Фрагмент документа.
Его в первую очередь интересовали сюжет и чувства. Он проникал в души своих героев и открывал слушателям самое сокровенное, заветное. Открывал мастерски - не препарируя героев, не изучая их, а живя их жизнью, чувствуя их чувствами, страдая их страданиями, радуясь их радостям.

Сюжеты для своих опер Чайковский выбирал тщательно, придирчиво.

Вот отрывок из письма Чайковского к Танееву, где он как раз касается выбора сюжета:

"Мне нужно, чтоб не было царей, цариц, народных бунтов, битв, маршей - словом, всего того, что составляет атрибут grand-opera. Я ищу интимной, но сильной драмы, основанной на конфликте положений, мною испытанных или виденных, могущих задеть меня за живое. Я не прочь также от фантастического элемента, ибо тут нечем стесняться, и простору фантазии нет границ. Аида так далека от меня, я так мало трогаюсь ее несчастною любовью к Радамесу, которого тоже не могу себе представить, - что моя музыка не будет прочувствована, как того требует всякая хорошая музыка".

"Онегин" выходил каким-то домашним, неторжественным. Чайковский допускал, что его опера может никогда не дождаться постановки, но разве это соображение могло послужить препятствием для творчества. Он писал оперу "Евгений Онегин", потому что не мог не писать ее. Писал с невыразимым наслаждением.

В конце августа 1877 года Чайковский писал Надежде Филаретовне: "Я вообще не понимаю, чтоб можно было преднамеренно писать для толпы или для избранников; по-моему, нужно писать, повинуясь своему непосредственному влечению, нисколько не думая угодить той или другой части человечества. Я и писал "Онегина", не задаваясь никакими посторонними целями. Но вышло так, что "Онегин" на театре не будет интересен. Поэтому те, для которых первое условие оперы - сценическое движение, не будут удовлетворены ею. Те же, которые способны искать в опере музыкального воспроизведения далеких от трагичности, от театральности, - обыденных, простых, общечеловеческих чувствований, могут (я надеюсь) остаться довольны моей оперой. Словом, она написана искренно, и на эту искренность я возлагаю все мои надежды.

Если я сделал ошибку, выбрав этот сюжет, т. е. если моя опера не войдет в репертуар, то это огорчит меня мало. Нынешнею зимой я имел несколько интересных разговоров с писателем гр. Л. Н. Толстым, которые раскрыли и разъяснили мне многое. Он убедил меня, что тот художник, который работает не по внутреннему побуждению, а с тонким расчетом на эффект, тот, который насилует свой талант с целью понравиться публике и заставляет себя угождать ей, - тот не вполне художник, его труды непрочны, успех их эфемерен. Я совершенно уверовал в эту истину".

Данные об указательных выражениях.
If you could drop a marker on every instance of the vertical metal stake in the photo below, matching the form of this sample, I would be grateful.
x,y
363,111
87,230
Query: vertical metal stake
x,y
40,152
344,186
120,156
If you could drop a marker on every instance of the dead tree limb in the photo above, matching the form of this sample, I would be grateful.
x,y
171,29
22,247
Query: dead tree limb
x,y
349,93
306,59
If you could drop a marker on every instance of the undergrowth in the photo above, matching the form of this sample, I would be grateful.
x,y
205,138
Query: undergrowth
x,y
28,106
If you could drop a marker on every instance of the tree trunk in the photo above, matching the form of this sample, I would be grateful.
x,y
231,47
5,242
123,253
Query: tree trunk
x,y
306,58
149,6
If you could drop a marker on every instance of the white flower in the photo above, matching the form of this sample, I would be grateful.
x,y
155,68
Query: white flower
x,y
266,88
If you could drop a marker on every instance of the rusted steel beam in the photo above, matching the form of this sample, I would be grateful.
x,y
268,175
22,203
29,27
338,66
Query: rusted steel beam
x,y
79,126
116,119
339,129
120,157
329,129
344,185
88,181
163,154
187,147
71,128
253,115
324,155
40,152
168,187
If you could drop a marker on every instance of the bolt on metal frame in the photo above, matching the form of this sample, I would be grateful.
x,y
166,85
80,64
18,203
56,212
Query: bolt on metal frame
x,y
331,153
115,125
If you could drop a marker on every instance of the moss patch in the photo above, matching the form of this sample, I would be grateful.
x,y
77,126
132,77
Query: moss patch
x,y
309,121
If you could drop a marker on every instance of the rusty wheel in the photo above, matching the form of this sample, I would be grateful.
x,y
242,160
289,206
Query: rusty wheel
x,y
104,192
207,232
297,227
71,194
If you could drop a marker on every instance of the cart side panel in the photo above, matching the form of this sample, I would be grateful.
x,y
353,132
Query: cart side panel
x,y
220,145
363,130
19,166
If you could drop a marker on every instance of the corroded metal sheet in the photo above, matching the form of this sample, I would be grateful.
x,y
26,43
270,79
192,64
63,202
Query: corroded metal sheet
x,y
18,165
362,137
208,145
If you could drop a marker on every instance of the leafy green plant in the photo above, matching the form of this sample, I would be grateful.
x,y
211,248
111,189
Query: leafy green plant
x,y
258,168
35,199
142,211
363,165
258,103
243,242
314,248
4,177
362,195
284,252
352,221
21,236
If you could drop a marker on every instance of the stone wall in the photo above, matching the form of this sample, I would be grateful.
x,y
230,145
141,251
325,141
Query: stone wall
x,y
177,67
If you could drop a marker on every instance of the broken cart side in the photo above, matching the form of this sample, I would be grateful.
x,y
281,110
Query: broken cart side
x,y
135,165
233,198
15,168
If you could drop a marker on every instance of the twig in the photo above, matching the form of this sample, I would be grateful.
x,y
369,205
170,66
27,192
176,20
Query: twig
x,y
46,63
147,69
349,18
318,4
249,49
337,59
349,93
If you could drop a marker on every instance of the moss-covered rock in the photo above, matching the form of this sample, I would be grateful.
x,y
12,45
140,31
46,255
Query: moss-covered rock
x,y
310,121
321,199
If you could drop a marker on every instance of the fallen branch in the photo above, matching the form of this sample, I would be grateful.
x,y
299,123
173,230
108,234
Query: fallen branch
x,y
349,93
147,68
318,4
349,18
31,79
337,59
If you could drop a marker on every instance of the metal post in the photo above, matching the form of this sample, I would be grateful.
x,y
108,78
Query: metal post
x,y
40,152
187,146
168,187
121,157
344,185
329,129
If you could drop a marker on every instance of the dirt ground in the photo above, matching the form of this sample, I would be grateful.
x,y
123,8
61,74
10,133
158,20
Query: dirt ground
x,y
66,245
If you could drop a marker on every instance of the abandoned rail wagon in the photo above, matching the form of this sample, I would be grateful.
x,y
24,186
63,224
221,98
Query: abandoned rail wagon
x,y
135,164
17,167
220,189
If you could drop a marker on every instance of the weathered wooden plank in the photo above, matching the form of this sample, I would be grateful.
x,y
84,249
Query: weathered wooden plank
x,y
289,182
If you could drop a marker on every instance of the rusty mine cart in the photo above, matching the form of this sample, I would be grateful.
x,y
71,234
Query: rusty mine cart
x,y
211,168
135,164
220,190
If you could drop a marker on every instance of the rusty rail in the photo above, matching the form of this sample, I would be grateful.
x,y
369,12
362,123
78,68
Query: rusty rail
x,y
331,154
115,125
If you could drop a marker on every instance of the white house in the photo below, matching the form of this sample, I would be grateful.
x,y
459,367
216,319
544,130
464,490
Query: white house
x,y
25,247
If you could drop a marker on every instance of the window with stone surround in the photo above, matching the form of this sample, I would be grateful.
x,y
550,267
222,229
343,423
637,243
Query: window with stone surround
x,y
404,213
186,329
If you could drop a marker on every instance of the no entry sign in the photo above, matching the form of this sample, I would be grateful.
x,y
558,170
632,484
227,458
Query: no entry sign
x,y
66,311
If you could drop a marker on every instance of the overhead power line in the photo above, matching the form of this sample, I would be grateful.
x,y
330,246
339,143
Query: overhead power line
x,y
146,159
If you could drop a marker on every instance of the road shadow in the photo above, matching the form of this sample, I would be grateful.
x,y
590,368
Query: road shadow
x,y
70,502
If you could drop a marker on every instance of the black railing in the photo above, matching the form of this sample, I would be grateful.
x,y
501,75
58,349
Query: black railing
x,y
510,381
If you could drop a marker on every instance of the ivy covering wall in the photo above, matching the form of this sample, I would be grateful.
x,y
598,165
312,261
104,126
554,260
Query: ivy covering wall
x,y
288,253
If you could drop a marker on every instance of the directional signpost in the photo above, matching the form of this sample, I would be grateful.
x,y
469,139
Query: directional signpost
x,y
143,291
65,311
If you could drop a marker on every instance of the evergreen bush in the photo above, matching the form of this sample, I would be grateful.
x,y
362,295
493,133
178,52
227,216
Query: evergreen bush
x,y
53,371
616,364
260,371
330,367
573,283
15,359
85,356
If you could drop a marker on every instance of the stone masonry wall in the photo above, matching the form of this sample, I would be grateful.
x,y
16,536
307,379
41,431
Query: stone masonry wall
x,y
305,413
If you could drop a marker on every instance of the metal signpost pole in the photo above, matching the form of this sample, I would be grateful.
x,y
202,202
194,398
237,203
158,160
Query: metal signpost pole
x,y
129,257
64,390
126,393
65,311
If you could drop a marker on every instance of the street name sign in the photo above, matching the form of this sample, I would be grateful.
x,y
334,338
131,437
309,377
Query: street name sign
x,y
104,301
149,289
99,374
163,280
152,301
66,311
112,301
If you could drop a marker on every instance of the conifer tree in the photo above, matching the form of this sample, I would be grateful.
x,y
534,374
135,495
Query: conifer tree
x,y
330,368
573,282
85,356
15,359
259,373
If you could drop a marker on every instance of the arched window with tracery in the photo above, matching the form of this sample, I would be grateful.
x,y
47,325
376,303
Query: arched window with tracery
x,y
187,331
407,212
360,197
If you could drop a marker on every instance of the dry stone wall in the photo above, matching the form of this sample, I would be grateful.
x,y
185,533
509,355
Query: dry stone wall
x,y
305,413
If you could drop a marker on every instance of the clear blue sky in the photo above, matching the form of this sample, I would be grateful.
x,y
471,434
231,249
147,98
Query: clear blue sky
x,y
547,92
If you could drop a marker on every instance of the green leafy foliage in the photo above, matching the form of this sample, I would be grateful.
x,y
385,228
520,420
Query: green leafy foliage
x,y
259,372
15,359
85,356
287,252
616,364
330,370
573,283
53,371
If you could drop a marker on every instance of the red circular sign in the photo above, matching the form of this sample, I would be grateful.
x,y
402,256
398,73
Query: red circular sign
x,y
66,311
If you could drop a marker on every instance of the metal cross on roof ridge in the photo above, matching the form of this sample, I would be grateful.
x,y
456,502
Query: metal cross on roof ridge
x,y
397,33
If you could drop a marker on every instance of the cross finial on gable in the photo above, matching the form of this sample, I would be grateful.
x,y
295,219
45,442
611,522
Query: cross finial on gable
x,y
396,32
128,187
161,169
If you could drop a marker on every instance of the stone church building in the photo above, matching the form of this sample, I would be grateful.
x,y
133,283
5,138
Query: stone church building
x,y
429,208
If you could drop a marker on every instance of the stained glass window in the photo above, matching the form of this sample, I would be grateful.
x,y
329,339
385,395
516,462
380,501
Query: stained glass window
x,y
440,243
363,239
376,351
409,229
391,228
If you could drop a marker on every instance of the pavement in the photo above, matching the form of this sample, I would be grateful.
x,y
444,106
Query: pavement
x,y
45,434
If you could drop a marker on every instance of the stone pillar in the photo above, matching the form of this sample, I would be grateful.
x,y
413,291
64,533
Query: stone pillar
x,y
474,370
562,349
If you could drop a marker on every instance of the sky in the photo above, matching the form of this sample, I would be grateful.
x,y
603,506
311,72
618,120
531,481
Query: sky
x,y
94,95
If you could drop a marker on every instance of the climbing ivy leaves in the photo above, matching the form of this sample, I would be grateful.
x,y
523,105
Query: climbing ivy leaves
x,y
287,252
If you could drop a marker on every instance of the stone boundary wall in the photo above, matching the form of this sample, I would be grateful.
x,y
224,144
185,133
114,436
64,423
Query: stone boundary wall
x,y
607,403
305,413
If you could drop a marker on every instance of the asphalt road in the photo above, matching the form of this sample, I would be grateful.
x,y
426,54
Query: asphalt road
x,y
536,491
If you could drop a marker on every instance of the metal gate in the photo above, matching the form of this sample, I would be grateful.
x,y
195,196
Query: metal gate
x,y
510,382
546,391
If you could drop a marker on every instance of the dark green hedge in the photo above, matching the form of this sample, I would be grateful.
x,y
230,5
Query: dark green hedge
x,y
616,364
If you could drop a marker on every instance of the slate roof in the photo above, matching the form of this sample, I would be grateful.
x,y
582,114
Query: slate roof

Ваши задания.
a. Ответьте по тексту о Чайковском:
(i) Кому адресовано письмо, в котором Чайковский касается выбора сюжета?
(ii) Когда Чайковский писал Надежде Филаретовне?
(iii) С каким писателем Чайковский имел несколько интересных разговоров зимой?
b. Пожалуйста, перепишите из текста о Чайковском фрагмент начиная со слов «Его в первую» вплоть до слов «выбирал тщательно, придирчиво.» включительно.

Ответы к заданиям.
a.
(i) Танееву.
(ii) В конце августа 1877 года.
(iii) С Л. Н. Толстым.

b.
Его в первую очередь интересовали сюжет и чувства. Он проникал в души своих героев и открывал слушателям самое сокровенное, заветное. Открывал мастерски - не препарируя героев, не изучая их, а живя их жизнью, чувствуя их чувствами, страдая их страданиями, радуясь их радостям.

Сюжеты для своих опер Чайковский выбирал тщательно, придирчиво.